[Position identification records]
'''
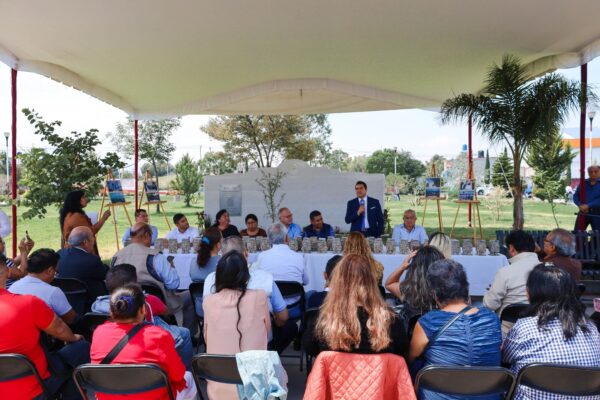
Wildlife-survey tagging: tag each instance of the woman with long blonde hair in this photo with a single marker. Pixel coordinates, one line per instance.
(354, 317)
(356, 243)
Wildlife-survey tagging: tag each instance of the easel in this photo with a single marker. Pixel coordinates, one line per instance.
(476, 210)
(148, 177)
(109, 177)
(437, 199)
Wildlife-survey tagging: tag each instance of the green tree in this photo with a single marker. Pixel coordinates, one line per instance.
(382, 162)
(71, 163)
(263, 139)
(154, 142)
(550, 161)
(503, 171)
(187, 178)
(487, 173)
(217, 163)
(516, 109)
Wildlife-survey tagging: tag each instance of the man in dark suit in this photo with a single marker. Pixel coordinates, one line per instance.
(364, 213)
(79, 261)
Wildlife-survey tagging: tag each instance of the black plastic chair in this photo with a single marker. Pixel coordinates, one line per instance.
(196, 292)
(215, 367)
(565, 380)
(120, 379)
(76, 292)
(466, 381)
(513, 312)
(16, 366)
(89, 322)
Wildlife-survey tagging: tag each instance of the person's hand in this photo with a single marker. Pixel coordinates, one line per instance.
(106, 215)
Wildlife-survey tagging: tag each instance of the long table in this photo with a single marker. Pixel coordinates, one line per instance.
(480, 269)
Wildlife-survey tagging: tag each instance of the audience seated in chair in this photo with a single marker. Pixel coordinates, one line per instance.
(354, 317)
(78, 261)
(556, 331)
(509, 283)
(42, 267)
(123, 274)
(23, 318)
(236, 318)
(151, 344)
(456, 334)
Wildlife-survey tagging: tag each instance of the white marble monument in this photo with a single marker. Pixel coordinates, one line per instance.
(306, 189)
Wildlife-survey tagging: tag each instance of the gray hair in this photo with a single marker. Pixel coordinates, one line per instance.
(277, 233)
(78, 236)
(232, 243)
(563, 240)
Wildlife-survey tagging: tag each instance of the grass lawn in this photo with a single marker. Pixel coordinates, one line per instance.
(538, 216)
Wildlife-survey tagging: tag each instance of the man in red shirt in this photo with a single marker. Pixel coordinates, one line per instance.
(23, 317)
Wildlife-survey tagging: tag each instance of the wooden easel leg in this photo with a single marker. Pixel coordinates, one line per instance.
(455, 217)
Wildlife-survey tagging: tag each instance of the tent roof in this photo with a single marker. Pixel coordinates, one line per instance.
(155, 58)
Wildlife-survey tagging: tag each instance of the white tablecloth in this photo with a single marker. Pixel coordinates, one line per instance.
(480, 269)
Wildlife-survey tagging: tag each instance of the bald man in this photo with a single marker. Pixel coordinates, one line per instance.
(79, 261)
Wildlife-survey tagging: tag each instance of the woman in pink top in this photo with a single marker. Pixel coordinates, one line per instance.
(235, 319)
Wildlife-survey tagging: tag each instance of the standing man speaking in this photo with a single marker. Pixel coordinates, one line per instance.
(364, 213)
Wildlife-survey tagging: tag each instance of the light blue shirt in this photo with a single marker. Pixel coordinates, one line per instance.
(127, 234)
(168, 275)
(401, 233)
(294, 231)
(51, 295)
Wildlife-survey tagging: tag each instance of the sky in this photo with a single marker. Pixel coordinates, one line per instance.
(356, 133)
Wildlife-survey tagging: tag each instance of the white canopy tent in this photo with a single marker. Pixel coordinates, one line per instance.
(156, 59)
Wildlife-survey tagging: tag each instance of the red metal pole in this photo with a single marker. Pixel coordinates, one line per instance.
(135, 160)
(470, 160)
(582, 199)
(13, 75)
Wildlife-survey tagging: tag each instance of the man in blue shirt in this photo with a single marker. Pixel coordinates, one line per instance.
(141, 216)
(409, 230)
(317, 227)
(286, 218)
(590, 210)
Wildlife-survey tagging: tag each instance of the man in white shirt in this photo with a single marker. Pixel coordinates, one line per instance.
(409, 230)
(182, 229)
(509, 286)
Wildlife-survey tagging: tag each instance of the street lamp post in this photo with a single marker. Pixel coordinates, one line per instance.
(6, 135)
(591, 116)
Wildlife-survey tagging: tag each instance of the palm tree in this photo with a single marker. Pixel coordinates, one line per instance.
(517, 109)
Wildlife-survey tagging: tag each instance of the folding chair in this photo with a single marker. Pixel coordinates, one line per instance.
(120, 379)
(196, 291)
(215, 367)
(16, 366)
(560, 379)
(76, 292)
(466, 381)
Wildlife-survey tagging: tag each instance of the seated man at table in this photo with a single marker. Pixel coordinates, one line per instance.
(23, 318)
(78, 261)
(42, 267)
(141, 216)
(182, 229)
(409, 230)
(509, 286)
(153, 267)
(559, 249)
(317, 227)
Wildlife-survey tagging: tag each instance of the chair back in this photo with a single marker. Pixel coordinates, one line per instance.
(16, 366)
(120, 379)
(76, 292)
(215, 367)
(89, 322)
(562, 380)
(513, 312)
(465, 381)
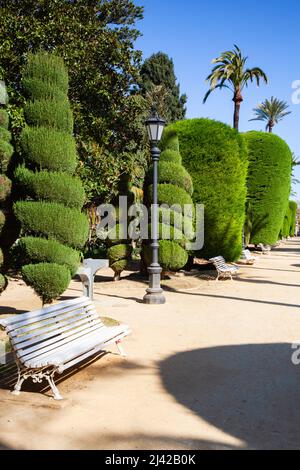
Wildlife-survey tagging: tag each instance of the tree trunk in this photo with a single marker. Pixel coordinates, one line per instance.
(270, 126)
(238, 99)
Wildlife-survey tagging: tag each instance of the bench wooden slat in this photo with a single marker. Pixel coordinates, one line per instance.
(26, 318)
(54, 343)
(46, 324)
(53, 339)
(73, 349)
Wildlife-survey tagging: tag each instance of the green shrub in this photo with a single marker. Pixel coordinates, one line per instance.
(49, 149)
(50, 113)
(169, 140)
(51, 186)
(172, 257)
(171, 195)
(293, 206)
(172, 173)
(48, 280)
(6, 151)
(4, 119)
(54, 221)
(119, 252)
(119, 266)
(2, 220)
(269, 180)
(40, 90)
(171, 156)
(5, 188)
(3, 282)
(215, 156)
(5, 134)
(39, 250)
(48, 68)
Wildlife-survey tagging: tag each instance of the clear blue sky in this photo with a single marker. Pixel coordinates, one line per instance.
'''
## Exercise aim
Lay out the data above as a numbered list, from the line containing "Wildlife-survey tagging: tag each instance of the green shrub" through the final line of the data, with both ends included and blank lines omitted.

## Written answer
1. Wildlife-survey tagging: tag each instance of the green shrub in this photo with a single marker. Pixel coordinates, one line per instance.
2. (49, 149)
3. (50, 113)
4. (169, 140)
5. (51, 186)
6. (172, 257)
7. (171, 195)
8. (293, 206)
9. (172, 173)
10. (48, 280)
11. (6, 151)
12. (4, 119)
13. (54, 221)
14. (119, 252)
15. (119, 266)
16. (2, 220)
17. (269, 180)
18. (40, 90)
19. (171, 156)
20. (5, 188)
21. (3, 282)
22. (215, 156)
23. (5, 134)
24. (39, 250)
25. (48, 68)
26. Wildlife-survey tagging: tag each instance of the clear blue sky in this photo with a single marker. Pixel coordinates, one line per instance.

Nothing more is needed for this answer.